Exercise data:
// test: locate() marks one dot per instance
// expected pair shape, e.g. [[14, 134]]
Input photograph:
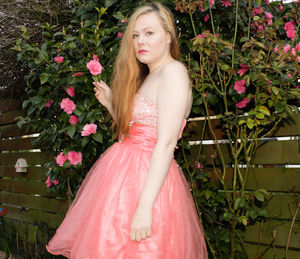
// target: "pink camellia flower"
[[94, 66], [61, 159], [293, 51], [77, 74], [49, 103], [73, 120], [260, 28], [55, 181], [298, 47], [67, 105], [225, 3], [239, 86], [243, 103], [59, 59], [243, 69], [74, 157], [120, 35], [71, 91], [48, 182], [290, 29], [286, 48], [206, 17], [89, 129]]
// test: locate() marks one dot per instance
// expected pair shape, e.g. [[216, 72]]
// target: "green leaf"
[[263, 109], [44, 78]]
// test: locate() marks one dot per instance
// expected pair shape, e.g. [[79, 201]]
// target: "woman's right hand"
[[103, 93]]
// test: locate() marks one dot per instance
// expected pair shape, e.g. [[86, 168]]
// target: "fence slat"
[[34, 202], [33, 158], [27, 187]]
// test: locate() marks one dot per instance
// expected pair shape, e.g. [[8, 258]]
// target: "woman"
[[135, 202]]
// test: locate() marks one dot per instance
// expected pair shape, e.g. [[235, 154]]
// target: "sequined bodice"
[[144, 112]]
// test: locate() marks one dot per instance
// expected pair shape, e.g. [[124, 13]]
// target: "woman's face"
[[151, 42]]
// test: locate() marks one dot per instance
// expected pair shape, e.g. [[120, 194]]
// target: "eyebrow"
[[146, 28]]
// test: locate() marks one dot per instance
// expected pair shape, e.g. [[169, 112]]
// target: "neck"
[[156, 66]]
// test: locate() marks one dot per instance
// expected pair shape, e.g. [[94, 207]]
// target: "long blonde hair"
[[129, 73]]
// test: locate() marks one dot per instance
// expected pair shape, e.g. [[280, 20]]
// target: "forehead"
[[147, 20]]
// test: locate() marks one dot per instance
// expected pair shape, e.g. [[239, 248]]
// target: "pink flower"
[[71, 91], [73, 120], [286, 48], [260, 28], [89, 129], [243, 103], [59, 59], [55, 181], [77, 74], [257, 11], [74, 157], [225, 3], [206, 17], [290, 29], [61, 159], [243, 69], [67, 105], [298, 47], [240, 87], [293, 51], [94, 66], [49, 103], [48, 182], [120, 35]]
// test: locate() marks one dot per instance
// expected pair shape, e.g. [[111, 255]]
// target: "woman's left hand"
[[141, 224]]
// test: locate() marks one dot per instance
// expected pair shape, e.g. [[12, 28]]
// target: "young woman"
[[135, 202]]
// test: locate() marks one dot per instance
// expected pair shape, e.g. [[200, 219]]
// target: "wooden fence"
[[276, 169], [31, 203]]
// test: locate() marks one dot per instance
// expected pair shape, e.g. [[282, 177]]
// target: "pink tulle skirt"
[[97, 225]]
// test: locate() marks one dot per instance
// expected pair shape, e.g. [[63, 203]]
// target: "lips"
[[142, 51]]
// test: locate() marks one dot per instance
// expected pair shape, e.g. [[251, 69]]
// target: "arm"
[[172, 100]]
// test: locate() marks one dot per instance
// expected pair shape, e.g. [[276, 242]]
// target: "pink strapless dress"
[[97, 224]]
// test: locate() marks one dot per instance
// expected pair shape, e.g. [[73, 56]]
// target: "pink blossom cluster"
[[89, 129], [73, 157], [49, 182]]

Exercise brief:
In the rows from the top through the line containing "[[147, 20]]", swap every "target" for "object" and write out that whole part again with nothing else altered. Leave the pictures out of your answer.

Exercise response:
// test: locate() marks one dot per instance
// expected pair shape, e.g. [[14, 134]]
Input photograph:
// object: "pink camellia flower"
[[94, 66], [61, 159], [293, 51], [77, 74], [49, 103], [73, 120], [260, 28], [55, 181], [298, 47], [67, 105], [225, 3], [239, 86], [243, 103], [59, 59], [243, 69], [74, 157], [120, 35], [71, 91], [48, 182], [290, 29], [286, 48], [206, 17], [89, 129]]
// test: locate() marks one dot per instance
// expected pair shape, e.g. [[216, 72]]
// object: "green leaf"
[[263, 109], [44, 78]]
// test: locate() marks one dot per instance
// expected pair shape, e.g. [[79, 201]]
// object: "woman's right hand"
[[103, 93]]
// test: locate() marks one dot per instance
// expected pair shape, e.g. [[86, 168]]
// object: "fence slat"
[[34, 202], [33, 158], [27, 187]]
// test: locate() marks one dot per instance
// expected pair shape, e.g. [[8, 258]]
// object: "woman"
[[135, 202]]
// test: locate() marks one dot per instance
// expected pair shape, e.g. [[235, 154]]
// object: "sequined bodice"
[[144, 112]]
// test: locate() marks one dot per instance
// expected pair shape, e.g. [[124, 13]]
// object: "woman's face"
[[151, 42]]
// test: locate() marks one dot per instance
// expected pair shape, e.g. [[120, 194]]
// object: "eyebrow"
[[146, 28]]
// test: locate() marks one dot per instance
// expected pair shape, e.g. [[169, 112]]
// object: "neck"
[[156, 66]]
// test: locate() marks one dot per instance
// expected pair shape, e.g. [[94, 207]]
// object: "long blonde hair"
[[129, 73]]
// test: locate() marks one dot per instance
// expected pair shape, e.g. [[280, 20]]
// object: "forehead"
[[147, 20]]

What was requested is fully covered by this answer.